**Data extracts**

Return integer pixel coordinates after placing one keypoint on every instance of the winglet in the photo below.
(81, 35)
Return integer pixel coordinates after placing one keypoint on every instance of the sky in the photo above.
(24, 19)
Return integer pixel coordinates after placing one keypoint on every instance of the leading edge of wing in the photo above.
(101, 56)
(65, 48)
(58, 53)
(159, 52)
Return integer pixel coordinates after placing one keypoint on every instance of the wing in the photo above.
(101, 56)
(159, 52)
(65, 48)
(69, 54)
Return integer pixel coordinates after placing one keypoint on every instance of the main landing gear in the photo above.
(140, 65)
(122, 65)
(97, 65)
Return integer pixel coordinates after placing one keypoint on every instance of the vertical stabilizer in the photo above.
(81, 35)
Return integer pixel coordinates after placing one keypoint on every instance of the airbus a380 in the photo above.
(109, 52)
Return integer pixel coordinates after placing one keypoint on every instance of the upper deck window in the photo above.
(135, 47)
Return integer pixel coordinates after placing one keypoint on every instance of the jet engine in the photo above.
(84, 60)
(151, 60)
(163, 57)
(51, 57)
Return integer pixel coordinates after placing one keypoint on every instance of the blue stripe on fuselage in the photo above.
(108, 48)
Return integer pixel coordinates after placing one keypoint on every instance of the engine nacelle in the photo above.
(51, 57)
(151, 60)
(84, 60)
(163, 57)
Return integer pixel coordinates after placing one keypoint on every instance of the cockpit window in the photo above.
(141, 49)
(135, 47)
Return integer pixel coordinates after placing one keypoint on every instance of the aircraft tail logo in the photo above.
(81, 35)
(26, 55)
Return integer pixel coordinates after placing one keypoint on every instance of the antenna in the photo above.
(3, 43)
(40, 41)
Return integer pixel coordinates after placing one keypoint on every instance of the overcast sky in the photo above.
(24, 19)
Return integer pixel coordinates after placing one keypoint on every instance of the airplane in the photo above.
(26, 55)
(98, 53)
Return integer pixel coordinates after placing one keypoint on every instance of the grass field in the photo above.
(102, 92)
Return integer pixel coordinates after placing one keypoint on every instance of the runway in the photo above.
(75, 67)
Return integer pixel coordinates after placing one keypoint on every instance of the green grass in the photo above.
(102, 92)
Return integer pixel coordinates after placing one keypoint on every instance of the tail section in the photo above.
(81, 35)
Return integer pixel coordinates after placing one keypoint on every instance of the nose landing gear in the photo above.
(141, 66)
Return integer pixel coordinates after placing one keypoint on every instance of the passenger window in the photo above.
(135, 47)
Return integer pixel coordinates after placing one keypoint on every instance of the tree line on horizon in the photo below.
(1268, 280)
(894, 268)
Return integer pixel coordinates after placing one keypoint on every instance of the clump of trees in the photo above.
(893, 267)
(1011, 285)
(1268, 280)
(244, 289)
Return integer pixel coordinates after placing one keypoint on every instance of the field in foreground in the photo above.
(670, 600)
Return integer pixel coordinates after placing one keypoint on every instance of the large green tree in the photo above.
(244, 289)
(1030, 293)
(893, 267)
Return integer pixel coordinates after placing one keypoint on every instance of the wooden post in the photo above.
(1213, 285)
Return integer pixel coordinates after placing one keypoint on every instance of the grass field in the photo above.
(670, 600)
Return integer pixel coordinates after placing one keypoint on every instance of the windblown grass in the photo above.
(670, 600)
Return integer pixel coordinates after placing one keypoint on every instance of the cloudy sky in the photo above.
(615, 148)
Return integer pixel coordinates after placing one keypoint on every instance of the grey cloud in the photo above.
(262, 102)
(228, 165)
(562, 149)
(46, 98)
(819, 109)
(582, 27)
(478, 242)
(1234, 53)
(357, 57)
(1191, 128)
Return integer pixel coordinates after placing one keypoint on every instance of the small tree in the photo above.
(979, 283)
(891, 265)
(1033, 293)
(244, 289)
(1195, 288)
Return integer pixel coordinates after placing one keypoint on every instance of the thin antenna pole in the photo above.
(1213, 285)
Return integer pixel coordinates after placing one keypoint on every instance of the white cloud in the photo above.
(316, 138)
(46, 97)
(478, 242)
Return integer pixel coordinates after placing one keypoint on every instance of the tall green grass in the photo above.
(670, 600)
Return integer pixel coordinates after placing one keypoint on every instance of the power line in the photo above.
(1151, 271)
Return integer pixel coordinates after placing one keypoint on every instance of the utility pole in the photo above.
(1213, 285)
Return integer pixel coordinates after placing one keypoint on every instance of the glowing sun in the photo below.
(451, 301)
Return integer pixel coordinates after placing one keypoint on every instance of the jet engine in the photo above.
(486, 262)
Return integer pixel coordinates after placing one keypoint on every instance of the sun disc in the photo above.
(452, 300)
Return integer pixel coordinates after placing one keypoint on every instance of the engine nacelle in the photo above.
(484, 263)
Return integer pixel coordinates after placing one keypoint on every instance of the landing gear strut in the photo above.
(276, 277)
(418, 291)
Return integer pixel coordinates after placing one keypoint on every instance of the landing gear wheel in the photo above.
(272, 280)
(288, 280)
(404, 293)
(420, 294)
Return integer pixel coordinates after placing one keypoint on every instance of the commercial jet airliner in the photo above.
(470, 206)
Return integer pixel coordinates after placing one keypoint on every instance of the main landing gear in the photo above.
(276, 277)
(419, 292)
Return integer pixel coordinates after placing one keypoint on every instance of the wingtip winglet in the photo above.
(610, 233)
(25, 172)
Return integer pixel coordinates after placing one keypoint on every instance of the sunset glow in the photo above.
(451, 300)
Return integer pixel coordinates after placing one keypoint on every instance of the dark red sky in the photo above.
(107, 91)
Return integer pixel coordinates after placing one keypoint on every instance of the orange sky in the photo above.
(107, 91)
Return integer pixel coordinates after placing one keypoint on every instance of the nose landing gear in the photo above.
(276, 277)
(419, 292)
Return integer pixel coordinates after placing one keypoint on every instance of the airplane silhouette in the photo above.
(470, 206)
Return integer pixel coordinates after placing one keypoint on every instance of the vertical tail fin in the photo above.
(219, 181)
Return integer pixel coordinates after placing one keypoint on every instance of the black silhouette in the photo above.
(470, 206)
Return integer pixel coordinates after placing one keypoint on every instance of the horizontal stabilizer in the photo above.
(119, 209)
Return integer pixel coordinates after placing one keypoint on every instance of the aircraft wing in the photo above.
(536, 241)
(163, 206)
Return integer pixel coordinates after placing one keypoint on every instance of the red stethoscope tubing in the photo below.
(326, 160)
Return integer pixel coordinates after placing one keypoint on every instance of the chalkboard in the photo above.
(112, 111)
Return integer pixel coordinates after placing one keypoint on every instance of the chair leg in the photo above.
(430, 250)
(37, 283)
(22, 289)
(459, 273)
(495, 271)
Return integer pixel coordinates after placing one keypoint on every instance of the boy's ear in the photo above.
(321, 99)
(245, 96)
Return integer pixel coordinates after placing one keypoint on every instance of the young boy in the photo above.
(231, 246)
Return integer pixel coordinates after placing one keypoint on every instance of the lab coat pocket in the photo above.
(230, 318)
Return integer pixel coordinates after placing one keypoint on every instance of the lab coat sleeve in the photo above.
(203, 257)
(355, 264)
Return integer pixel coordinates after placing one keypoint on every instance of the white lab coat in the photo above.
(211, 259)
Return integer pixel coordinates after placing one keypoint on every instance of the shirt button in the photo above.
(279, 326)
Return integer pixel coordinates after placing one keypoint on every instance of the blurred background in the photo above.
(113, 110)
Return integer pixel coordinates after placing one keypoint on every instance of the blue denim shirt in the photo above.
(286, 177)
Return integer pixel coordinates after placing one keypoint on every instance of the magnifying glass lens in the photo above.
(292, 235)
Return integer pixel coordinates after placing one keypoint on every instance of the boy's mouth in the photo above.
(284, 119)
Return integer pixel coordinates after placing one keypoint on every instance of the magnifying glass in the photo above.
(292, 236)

**Task description**
For this exercise, return the material above in full and exactly.

**Reply to the task**
Return integer pixel coordinates after placing one keypoint on every instance of the winglet in the photo below.
(81, 35)
Return integer pixel coordinates after placing one keypoint on every instance of the sky in the photo above.
(24, 19)
Return integer pixel coordinates after placing one keypoint on every instance of the leading edge of wing in the photo above.
(101, 56)
(65, 48)
(58, 53)
(159, 52)
Return integer pixel coordinates after placing one keypoint on every instance of the wing in the photo above.
(101, 56)
(159, 52)
(65, 48)
(69, 54)
Return integer pixel coordinates after placing one keypoint on every instance of the main landing gear in the photo above.
(140, 65)
(122, 65)
(97, 65)
Return integer pixel coordinates after placing one keypoint on every instance of the vertical stabilizer in the photo above.
(81, 35)
Return integer pixel coordinates after placing one keypoint on every instance of the airbus a380 in the photo above.
(109, 52)
Return integer pixel coordinates after placing one keypoint on every instance of the upper deck window in the photo above.
(135, 47)
Return integer pixel coordinates after placing one keypoint on every instance of the jet engine in the photo above.
(84, 60)
(151, 60)
(163, 57)
(51, 57)
Return integer pixel coordinates after placing one keypoint on every instance of the blue stripe on fuselage in the photo above.
(108, 48)
Return integer pixel coordinates after placing one keypoint on every instance of the engine nacelle in the photo above.
(51, 57)
(151, 60)
(84, 60)
(163, 57)
Return integer pixel coordinates after placing one keypoint on every instance of the cockpit window in the photo above.
(141, 49)
(135, 47)
Return integer pixel coordinates after placing one keypoint on every instance of the aircraft tail logo in the photo above.
(81, 35)
(26, 55)
Return integer pixel coordinates after placing one keypoint on every instance of the antenna in the photo above.
(3, 43)
(40, 41)
Return integer pixel coordinates after placing one keypoint on every instance of the overcast sky in the photo above.
(24, 19)
Return integer pixel coordinates after placing one keypoint on every instance of the airplane in the photo above.
(26, 55)
(98, 53)
Return integer pixel coordinates after placing one keypoint on every instance of the grass field in the photo above.
(102, 92)
Return integer pixel coordinates after placing one keypoint on every instance of the runway in the photo above.
(75, 67)
Return integer pixel coordinates after placing one keypoint on every instance of the green grass in the photo above.
(102, 92)
Return integer pixel coordinates after placing one keypoint on every instance of the tail section in the photo above.
(81, 35)
Return integer pixel coordinates after placing one keypoint on every instance of the nose landing gear in the photo above.
(141, 66)
Return integer pixel coordinates after placing one keypoint on every instance of the passenger window in the photo above.
(135, 47)
Return integer pixel coordinates after placing one keypoint on every instance of the tree line on horizon in the photo below.
(1268, 280)
(894, 268)
Return integer pixel coordinates after placing one keypoint on every instance of the clump of trees in the photo above.
(893, 267)
(1011, 285)
(1268, 280)
(244, 289)
Return integer pixel coordinates after placing one keypoint on every instance of the field in foreground in the photo above.
(670, 600)
Return integer pixel coordinates after placing one keypoint on every instance of the large green tree in the photo above.
(244, 289)
(1030, 293)
(893, 267)
Return integer pixel coordinates after placing one keypoint on every instance of the wooden post in the photo above.
(1213, 285)
Return integer pixel coordinates after placing one keypoint on every instance of the grass field in the photo above.
(670, 600)
Return integer pixel coordinates after placing one keypoint on every instance of the windblown grass in the photo above.
(670, 600)
Return integer pixel coordinates after placing one keypoint on every instance of the cloudy sky in the photo above.
(615, 148)
Return integer pixel coordinates after placing one keypoint on every instance of the grey cloud in the photo above.
(262, 102)
(228, 165)
(562, 149)
(46, 98)
(819, 109)
(582, 27)
(478, 242)
(1234, 53)
(357, 57)
(1191, 128)
Return integer pixel coordinates after placing one keypoint on every instance of the small tree in the photo above.
(979, 283)
(891, 265)
(1033, 293)
(244, 289)
(1195, 288)
Return integer pixel coordinates after placing one keypoint on every instance of the thin antenna pole in the photo above.
(1213, 285)
Return integer pixel coordinates after placing one keypoint on every instance of the white cloud in the photo above.
(316, 138)
(46, 97)
(478, 242)
Return integer pixel coordinates after placing one keypoint on every instance of the tall green grass in the photo above.
(670, 600)
Return integer pixel coordinates after placing one keypoint on every instance of the power line in the photo above.
(1151, 271)
Return integer pixel coordinates after placing one keypoint on every instance of the utility pole in the photo above.
(1213, 285)
Return integer pixel coordinates after placing one keypoint on every instance of the glowing sun in the photo below.
(451, 301)
Return integer pixel coordinates after placing one keypoint on every instance of the jet engine in the photo above.
(486, 262)
Return integer pixel coordinates after placing one keypoint on every instance of the sun disc in the photo above.
(452, 300)
Return integer pixel coordinates after placing one keypoint on every instance of the engine nacelle in the photo above.
(484, 263)
Return integer pixel coordinates after placing one keypoint on every instance of the landing gear strut in the photo above.
(276, 277)
(418, 291)
Return integer pixel coordinates after placing one keypoint on every instance of the landing gear wheel in the photo above.
(272, 280)
(288, 280)
(404, 293)
(420, 294)
Return integer pixel coordinates after placing one keypoint on every instance of the commercial jet airliner in the photo above.
(470, 206)
Return integer pixel coordinates after placing one keypoint on every instance of the main landing gear in the photo above.
(276, 277)
(419, 292)
Return integer pixel coordinates after placing one keypoint on every instance of the wingtip winglet in the photo above.
(610, 233)
(25, 172)
Return integer pixel coordinates after placing one keypoint on every instance of the sunset glow in the photo above.
(451, 300)
Return integer pixel coordinates after placing one keypoint on every instance of the dark red sky in the photo above.
(107, 91)
Return integer pixel coordinates after placing one keypoint on every instance of the orange sky in the photo above.
(107, 91)
Return integer pixel coordinates after placing one keypoint on every instance of the nose landing gear in the photo above.
(276, 277)
(419, 292)
Return integer pixel coordinates after placing one keypoint on every instance of the airplane silhouette in the photo above.
(470, 206)
Return integer pixel coordinates after placing one keypoint on every instance of the vertical tail fin in the photo above.
(219, 181)
Return integer pixel coordinates after placing one keypoint on every instance of the black silhouette in the photo above.
(470, 206)
Return integer pixel coordinates after placing one keypoint on every instance of the horizontal stabilizer in the photo above.
(119, 209)
Return integer pixel coordinates after placing one keypoint on every instance of the aircraft wing in the photo above.
(536, 241)
(163, 206)
Return integer pixel coordinates after placing one keypoint on every instance of the red stethoscope tubing in the photo below.
(326, 160)
Return integer pixel coordinates after placing one keypoint on every instance of the chalkboard in the photo above.
(112, 111)
Return integer pixel coordinates after placing one keypoint on every instance of the chair leg in the photo above.
(430, 250)
(37, 283)
(22, 289)
(459, 273)
(495, 271)
Return integer pixel coordinates after placing one keypoint on every instance of the boy's ear in the photo above.
(321, 99)
(245, 96)
Return integer pixel coordinates after placing one keypoint on every instance of the young boy in the photo above.
(231, 246)
Return integer pixel coordinates after placing one keypoint on every instance of the lab coat pocket in the photo above.
(230, 318)
Return integer pixel coordinates after placing one keypoint on every instance of the lab coat sleeve in the photo above.
(203, 257)
(355, 264)
Return integer pixel coordinates after placing one keypoint on every instance of the white lab coat in the photo above.
(211, 259)
Return integer pixel coordinates after placing one keypoint on every instance of the shirt button in the photo above.
(279, 326)
Return integer pixel coordinates after placing one keypoint on every instance of the blurred background in the photo above.
(113, 110)
Return integer pixel coordinates after placing one keypoint on every instance of the blue denim shirt in the photo above.
(286, 177)
Return integer pixel coordinates after placing one keypoint on every instance of the magnifying glass lens in the photo above.
(292, 235)
Return integer pixel coordinates after placing one keypoint on every instance of the boy's mouth in the photo above.
(284, 119)
Return integer pixel coordinates after placing one keypoint on every instance of the magnifying glass in the photo above.
(292, 236)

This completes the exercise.